*Aangereikte tekst*:

Nu geloof ik, dat bij sommige predikers deze schematische en stereotiepe classificatiemethode wel voor zal komen. De ene prediker heeft nu eenmaal een andere instelling en persoonlijkheidsstructuur dan de andere. Er was ook in de beweging der Nadere Reformatie een grote verscheidenheid. Vooral in een latere periode is er verstarring opgetreden, doch dan zijn we niet meer in de Nadere Reformatie, maar in wat De Vrijer noemt het Schortinghuisianisme. Ik heb de indruk, dat met name in de vorige eeuw en in deze eeuw bij allerlei predikanten en oefenaars dat schablone-achtige in de toepassing opgetreden is, dat Brienen vooral op het oog heeft, wanneer hij spreekt over de 'classificatiemethode': een vaste fasering van een aantal stations, die men achtereenvolgens moet passeren. Mogelijk is dat reeds bij Lampe en Van der Groe het geval. Maar het is onjuist, deze methode terug te projecteren op de gehele Nadere Reformatie. Immers Lampe en Van der Groe zijn beiden grensgevallen: Lampe staat met één been in het coccejanisme, en Van der Groe is misschien niet een theologisch, maar toch wel een chronologisch grensgeval: hij doet immers het hekje toe.

*Gestelde opgave A*: Geef de volledige tekst over de Nadere Reformatie hierboven ongewijzigd terug, van het eerste tot het laatste woord.

*Invoer voor opdracht*:
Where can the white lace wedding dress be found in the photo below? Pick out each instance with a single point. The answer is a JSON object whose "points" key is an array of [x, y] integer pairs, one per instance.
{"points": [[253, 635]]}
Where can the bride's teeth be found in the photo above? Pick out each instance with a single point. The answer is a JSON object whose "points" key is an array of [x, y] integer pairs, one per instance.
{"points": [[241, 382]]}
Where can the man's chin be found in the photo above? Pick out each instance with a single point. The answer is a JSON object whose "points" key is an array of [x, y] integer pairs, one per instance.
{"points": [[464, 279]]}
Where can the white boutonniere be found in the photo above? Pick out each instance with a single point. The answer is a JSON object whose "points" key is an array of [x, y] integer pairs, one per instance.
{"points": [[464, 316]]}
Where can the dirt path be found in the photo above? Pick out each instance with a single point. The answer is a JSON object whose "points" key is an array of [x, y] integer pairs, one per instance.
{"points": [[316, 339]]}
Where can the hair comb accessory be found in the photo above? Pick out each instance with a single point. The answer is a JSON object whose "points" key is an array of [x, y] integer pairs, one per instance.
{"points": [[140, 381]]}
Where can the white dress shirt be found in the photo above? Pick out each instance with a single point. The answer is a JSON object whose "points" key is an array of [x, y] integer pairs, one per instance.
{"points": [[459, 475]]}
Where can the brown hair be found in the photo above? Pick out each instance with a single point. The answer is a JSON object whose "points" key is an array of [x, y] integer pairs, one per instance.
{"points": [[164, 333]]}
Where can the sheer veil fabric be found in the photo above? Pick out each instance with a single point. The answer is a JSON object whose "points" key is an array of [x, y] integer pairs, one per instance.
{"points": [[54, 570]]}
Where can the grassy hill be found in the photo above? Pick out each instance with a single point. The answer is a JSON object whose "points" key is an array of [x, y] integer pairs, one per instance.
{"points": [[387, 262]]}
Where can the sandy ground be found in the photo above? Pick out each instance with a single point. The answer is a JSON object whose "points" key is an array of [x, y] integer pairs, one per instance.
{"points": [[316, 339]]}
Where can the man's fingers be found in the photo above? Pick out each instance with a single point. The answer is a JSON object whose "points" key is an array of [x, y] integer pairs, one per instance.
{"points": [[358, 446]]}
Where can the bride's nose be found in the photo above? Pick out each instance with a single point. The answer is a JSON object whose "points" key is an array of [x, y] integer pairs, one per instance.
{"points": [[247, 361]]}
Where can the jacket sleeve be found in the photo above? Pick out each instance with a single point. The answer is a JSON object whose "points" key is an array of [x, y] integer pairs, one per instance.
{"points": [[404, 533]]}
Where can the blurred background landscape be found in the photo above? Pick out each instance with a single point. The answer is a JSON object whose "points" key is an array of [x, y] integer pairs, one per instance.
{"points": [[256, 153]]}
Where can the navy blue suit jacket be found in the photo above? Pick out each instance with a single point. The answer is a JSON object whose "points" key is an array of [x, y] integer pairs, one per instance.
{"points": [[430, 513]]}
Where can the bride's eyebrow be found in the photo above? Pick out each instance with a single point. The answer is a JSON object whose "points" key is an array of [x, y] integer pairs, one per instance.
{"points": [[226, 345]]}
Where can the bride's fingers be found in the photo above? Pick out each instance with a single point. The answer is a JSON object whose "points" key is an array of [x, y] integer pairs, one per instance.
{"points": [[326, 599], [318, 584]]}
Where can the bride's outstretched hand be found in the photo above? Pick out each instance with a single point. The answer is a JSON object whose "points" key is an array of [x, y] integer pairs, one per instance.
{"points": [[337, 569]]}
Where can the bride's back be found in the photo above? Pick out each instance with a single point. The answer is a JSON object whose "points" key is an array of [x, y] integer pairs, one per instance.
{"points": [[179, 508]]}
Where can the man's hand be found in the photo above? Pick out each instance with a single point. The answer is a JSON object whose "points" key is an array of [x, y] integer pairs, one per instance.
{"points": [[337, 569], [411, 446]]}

*Gestelde opgave B*: Zoek in de records hierboven elke regel op waarin het woord "hair" staat en schrijf die regels over. Het verschil tussen hoofdletters en kleine letters telt mee.

*Volledig antwoord A*:
Nu geloof ik, dat bij sommige predikers deze schematische en stereotiepe classificatiemethode wel voor zal komen. De ene prediker heeft nu eenmaal een andere instelling en persoonlijkheidsstructuur dan de andere. Er was ook in de beweging der Nadere Reformatie een grote verscheidenheid. Vooral in een latere periode is er verstarring opgetreden, doch dan zijn we niet meer in de Nadere Reformatie, maar in wat De Vrijer noemt het Schortinghuisianisme. Ik heb de indruk, dat met name in de vorige eeuw en in deze eeuw bij allerlei predikanten en oefenaars dat schablone-achtige in de toepassing opgetreden is, dat Brienen vooral op het oog heeft, wanneer hij spreekt over de 'classificatiemethode': een vaste fasering van een aantal stations, die men achtereenvolgens moet passeren. Mogelijk is dat reeds bij Lampe en Van der Groe het geval. Maar het is onjuist, deze methode terug te projecteren op de gehele Nadere Reformatie. Immers Lampe en Van der Groe zijn beiden grensgevallen: Lampe staat met één been in het coccejanisme, en Van der Groe is misschien niet een theologisch, maar toch wel een chronologisch grensgeval: hij doet immers het hekje toe.

*Volledig antwoord B*:
Where can the hair comb accessory be found in the photo above? Pick out each instance with a single point. The answer is a JSON object whose "points" key is an array of [x, y] integer pairs, one per instance.
Where can the brown hair be found in the photo above? Pick out each instance with a single point. The answer is a JSON object whose "points" key is an array of [x, y] integer pairs, one per instance.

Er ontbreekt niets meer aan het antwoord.